> **Tareas a realizar**
1: ¿Coinciden con el relato sobre la apuesta entre Mark y su madre estas afirmaciones? (a) La madre era católica conservadora. (b) La apuesta era de 50 dólares. (c) La primera prueba llegó en la fiesta del cumpleaños 75 del tío. Responde sí o no a cada una y cita literalmente las palabras del relato que lo deciden.
2: Edita el pasaje del relato sobre la apuesta entre Mark y su madre que va de "Como mujer que" a "75 de mi tío.", ambos incluidos, y reemplaza "Atlantic City" por "Las Vegas".
3: ¿Cómo sigue el relato sobre la apuesta entre Mark y su madre? Continúalo a partir de su última oración.

> **Texto extraído**
* * * *

Era guapo y agradecí el gesto, así que le dediqué una sonrisa coqueta y me aseguré de no sorber la sopa. Mi madre se dio la vuelta. Negó sentirse incómoda, pero yo sabía que la había incomodado tanto como ella a mí.
Mi madre, católica conservadora, era partidaria del “no preguntes, no digas” respecto a mi sexualidad. En los veinte años que habían pasado desde que salí del armario, solo había sacado el tema de mi sexualidad un puñado de veces, normalmente para informarme que mi profesora de la guardería de hacía décadas era lesbiana o para pedirme que le explicara algo que no entendía en Will y Grace.
Me hubiera gustado que fuéramos más abiertos, pero cuando se refería a los chicos con los que yo salía como “amigos especiales”, supe que no estaba preparada.
“¿Qué tal si hacemos un trato?”, le dije. “Tú dejas de hablar de mi leucemia y yo no coquetearé con chicos delante de ti. De hecho, ni siquiera mencionaré mi vida amorosa”.
“Solo come tu sopa”, respondió ella.
“Te apuesto 100 dólares a que serás la primera en romper el trato”, la reté.
Como mujer que disfrutaba de los viajes en autobús a Atlantic City para jugar con los tragamonedas de 25 centavos, no pudo resistirse a aceptar la apuesta. Nuestra primera prueba llegó dos semanas después, en la fiesta del cumpleaños 75 de mi tío.
“Tengo cáncer de próstata”, anunció, mirándome fijamente. “Mark, cuéntame tu experiencia. Estaré bien, ¿verdad?”.
Esperaba que mi madre respondiera por mí, pero en su lugar dijo: “A Mark no le gusta hablar de eso”.

* * * *

> **Información proporcionada**
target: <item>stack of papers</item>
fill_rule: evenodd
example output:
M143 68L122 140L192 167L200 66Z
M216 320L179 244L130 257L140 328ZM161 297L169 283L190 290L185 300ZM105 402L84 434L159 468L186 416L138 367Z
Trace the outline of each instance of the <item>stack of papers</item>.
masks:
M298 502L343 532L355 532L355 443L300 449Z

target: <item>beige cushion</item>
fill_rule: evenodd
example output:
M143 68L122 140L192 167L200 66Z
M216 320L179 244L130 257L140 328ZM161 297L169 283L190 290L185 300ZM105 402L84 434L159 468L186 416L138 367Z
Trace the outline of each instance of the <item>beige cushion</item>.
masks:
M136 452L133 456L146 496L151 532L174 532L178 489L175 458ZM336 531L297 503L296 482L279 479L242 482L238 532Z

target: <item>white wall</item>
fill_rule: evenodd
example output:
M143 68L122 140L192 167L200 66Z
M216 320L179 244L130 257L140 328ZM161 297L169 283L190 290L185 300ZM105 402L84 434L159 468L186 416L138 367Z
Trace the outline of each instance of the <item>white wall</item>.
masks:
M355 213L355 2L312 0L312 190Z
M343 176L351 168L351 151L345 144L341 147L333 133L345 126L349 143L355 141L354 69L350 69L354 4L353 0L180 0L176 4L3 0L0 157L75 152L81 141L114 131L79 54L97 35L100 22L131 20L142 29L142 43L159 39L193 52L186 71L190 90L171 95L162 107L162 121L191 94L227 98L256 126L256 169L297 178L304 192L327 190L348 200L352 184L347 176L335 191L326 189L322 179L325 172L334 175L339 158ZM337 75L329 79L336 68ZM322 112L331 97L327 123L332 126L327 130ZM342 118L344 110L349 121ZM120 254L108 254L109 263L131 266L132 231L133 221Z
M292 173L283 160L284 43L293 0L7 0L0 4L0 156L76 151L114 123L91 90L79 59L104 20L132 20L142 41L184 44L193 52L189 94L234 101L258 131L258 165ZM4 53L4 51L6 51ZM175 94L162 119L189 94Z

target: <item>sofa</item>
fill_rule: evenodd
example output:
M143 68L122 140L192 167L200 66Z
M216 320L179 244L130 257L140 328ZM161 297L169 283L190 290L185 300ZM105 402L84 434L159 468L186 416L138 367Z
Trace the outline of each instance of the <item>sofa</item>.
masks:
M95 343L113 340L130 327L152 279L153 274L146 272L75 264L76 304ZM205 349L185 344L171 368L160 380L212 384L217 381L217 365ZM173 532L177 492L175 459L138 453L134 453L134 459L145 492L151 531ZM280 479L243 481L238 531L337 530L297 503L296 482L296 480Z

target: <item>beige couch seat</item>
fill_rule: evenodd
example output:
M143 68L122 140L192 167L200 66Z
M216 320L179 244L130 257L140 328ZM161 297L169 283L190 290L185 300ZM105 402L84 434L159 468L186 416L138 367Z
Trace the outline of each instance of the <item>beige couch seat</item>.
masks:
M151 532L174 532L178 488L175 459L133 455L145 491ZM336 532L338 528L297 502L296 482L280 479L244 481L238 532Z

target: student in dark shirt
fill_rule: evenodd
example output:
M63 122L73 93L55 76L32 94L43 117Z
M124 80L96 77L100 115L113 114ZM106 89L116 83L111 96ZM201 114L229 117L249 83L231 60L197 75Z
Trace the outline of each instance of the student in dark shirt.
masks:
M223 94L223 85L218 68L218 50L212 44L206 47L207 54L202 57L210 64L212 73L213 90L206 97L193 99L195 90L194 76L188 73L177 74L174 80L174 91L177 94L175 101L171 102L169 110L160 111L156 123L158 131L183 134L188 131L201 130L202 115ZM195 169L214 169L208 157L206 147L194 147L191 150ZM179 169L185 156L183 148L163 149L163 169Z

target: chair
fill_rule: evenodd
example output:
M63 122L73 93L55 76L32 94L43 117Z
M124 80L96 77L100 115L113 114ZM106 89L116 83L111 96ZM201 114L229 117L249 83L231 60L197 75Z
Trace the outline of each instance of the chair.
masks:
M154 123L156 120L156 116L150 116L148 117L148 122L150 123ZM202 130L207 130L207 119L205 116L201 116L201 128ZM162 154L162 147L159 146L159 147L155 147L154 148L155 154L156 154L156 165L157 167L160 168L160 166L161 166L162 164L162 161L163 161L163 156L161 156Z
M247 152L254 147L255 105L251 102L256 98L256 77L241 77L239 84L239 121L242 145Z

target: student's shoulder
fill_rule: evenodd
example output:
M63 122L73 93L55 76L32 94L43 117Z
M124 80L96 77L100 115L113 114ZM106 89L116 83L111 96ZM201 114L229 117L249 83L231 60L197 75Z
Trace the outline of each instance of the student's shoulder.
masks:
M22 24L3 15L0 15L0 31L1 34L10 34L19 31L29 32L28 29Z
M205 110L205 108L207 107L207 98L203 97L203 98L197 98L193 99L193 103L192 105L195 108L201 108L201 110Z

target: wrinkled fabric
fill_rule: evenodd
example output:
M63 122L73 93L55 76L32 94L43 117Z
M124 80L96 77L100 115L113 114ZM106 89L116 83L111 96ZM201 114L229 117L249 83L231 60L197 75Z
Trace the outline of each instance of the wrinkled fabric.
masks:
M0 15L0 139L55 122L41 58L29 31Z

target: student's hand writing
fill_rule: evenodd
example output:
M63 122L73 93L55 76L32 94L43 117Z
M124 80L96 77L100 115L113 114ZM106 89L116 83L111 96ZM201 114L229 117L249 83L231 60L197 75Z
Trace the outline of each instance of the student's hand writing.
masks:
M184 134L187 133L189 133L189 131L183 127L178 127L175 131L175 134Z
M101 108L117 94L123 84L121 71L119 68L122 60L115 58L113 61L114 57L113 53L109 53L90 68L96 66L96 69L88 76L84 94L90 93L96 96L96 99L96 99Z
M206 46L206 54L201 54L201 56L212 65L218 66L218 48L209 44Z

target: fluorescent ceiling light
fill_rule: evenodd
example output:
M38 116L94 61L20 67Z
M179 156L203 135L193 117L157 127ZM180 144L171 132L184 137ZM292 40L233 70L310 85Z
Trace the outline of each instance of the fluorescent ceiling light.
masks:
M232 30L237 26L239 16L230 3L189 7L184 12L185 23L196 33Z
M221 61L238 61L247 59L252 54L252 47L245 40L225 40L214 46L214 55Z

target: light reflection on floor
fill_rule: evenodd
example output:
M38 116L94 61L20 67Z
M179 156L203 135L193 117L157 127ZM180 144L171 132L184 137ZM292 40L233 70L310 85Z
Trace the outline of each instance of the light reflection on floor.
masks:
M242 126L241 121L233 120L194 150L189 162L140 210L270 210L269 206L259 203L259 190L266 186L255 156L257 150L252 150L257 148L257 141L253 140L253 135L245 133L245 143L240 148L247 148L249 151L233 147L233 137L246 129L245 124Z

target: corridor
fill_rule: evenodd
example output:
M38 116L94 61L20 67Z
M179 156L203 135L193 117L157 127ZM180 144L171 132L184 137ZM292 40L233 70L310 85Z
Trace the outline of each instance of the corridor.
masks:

* * * *

> **Respuestas escritas**
1:
(a) Sí: «Mi madre, católica conservadora, era partidaria del “no preguntes, no digas”».
(b) No: «Te apuesto 100 dólares a que serás la primera en romper el trato».
(c) Sí: «Nuestra primera prueba llegó dos semanas después, en la fiesta del cumpleaños 75 de mi tío».

2:
Como mujer que disfrutaba de los viajes en autobús a Las Vegas para jugar con los tragamonedas de 25 centavos, no pudo resistirse a aceptar la apuesta. Nuestra primera prueba llegó dos semanas después, en la fiesta del cumpleaños 75 de mi tío.

3:
Su reacción me sorprendió, pero estaba convencido de que yo ganaría la apuesta. Volvimos al restaurante chino y, cuando mi comida volvió a estar demasiado picante, esperaba que ella cediera. Se sentó tranquilamente, y me superó una vez más.
Sin embargo, tres meses más tarde, un viaje rutinario a Costco dio lugar a una confesión inesperada. Primero: una aclaración. Me gustaría poder decir que soy un hombre de mediana edad al que le gusta ayudar a su madre mayor con las compras de los domingos por la bondad de su corazón, pero en realidad soy un hombre de mediana edad que no puede decir que no cuando su madre ofrece comprarle a granel rollos de papel higiénico, toallas de papel y medicamentos para la alergia.
En la sección de congelados, mientras ella echaba un kilo de gofres en nuestro carrito, vimos a dos hombres, de más o menos mi edad, darse un beso a escondidas. Me alivió que ella no se quedara boquiabierta ni dijera nada ofensivo, pero yo no podía dejar de mirar. Y no podía dejar de pensar en el hombre al que me gustaría besar en esos fríos pasillos, el que había estado ocultando de mi madre.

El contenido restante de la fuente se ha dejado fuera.